====== Records supplied ======

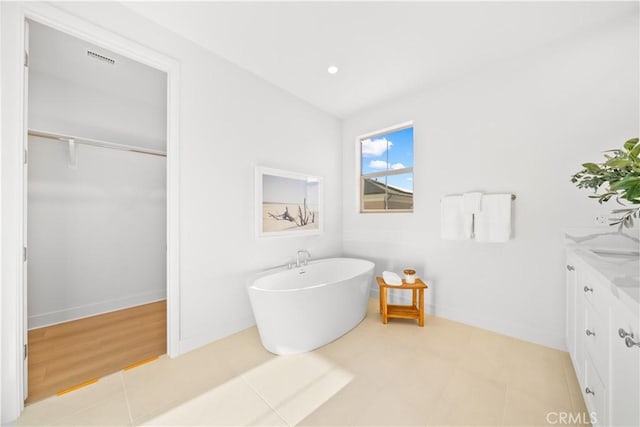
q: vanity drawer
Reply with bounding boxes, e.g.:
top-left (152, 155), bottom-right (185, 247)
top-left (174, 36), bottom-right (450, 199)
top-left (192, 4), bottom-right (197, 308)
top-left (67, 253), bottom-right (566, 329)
top-left (582, 356), bottom-right (609, 426)
top-left (578, 272), bottom-right (611, 316)
top-left (581, 304), bottom-right (609, 382)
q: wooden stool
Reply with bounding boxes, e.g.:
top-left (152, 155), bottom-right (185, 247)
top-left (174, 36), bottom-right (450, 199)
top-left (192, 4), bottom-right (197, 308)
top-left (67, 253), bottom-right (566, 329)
top-left (376, 276), bottom-right (429, 326)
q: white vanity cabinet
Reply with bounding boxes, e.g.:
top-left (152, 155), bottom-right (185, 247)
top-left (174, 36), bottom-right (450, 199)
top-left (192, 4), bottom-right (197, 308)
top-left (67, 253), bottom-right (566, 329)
top-left (566, 250), bottom-right (640, 427)
top-left (609, 301), bottom-right (640, 426)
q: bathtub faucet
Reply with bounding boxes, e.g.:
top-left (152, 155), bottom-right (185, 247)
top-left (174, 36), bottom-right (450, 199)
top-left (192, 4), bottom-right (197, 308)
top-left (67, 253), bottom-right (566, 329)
top-left (296, 249), bottom-right (311, 267)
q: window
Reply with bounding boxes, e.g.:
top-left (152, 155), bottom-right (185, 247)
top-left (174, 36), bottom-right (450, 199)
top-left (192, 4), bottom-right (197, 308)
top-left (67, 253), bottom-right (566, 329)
top-left (358, 123), bottom-right (413, 212)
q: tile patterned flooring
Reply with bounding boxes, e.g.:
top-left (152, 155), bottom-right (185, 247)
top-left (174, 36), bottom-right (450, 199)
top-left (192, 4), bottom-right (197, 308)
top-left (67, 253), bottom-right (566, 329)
top-left (16, 300), bottom-right (587, 426)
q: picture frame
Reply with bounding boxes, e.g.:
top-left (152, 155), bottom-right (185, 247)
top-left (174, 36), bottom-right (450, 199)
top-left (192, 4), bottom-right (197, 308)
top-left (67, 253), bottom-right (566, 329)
top-left (255, 166), bottom-right (324, 238)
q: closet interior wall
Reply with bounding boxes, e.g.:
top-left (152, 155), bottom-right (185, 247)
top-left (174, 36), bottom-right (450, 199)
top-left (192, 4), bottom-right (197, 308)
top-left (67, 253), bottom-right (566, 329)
top-left (27, 18), bottom-right (167, 330)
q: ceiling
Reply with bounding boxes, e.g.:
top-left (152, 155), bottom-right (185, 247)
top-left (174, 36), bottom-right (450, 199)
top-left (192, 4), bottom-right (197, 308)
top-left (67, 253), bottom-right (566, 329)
top-left (124, 1), bottom-right (638, 118)
top-left (29, 21), bottom-right (166, 108)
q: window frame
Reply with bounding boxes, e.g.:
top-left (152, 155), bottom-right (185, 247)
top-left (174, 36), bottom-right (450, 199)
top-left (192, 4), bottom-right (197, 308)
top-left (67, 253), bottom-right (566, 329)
top-left (355, 120), bottom-right (415, 214)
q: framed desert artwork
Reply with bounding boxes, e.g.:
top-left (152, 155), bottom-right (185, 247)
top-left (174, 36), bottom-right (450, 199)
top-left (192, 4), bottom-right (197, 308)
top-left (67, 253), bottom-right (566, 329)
top-left (256, 166), bottom-right (324, 238)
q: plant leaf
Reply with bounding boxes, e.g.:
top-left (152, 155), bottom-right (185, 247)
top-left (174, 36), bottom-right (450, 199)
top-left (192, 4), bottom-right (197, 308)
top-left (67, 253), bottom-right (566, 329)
top-left (624, 138), bottom-right (638, 151)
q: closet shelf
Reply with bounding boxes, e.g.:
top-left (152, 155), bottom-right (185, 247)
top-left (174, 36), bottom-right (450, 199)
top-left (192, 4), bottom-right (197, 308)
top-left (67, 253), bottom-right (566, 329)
top-left (29, 129), bottom-right (167, 157)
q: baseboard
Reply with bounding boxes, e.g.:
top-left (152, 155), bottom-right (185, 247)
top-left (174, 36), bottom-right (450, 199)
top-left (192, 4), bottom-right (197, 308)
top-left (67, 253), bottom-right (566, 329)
top-left (28, 289), bottom-right (167, 330)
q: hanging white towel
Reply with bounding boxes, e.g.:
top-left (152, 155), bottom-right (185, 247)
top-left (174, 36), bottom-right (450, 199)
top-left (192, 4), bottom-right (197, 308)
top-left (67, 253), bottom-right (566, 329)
top-left (462, 192), bottom-right (482, 214)
top-left (475, 194), bottom-right (512, 242)
top-left (440, 196), bottom-right (471, 240)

======

§ Exercise:
Update the material from the line containing "q: hanging white towel" through the end of the material, replacing "bounding boxes" with "box coordinates" and leaving everything else the same.

§ Answer to the exercise:
q: hanging white towel
Reply with box coordinates, e.g.:
top-left (152, 155), bottom-right (185, 247)
top-left (174, 36), bottom-right (450, 199)
top-left (192, 4), bottom-right (197, 308)
top-left (67, 253), bottom-right (566, 329)
top-left (462, 192), bottom-right (482, 214)
top-left (475, 194), bottom-right (512, 242)
top-left (440, 196), bottom-right (471, 240)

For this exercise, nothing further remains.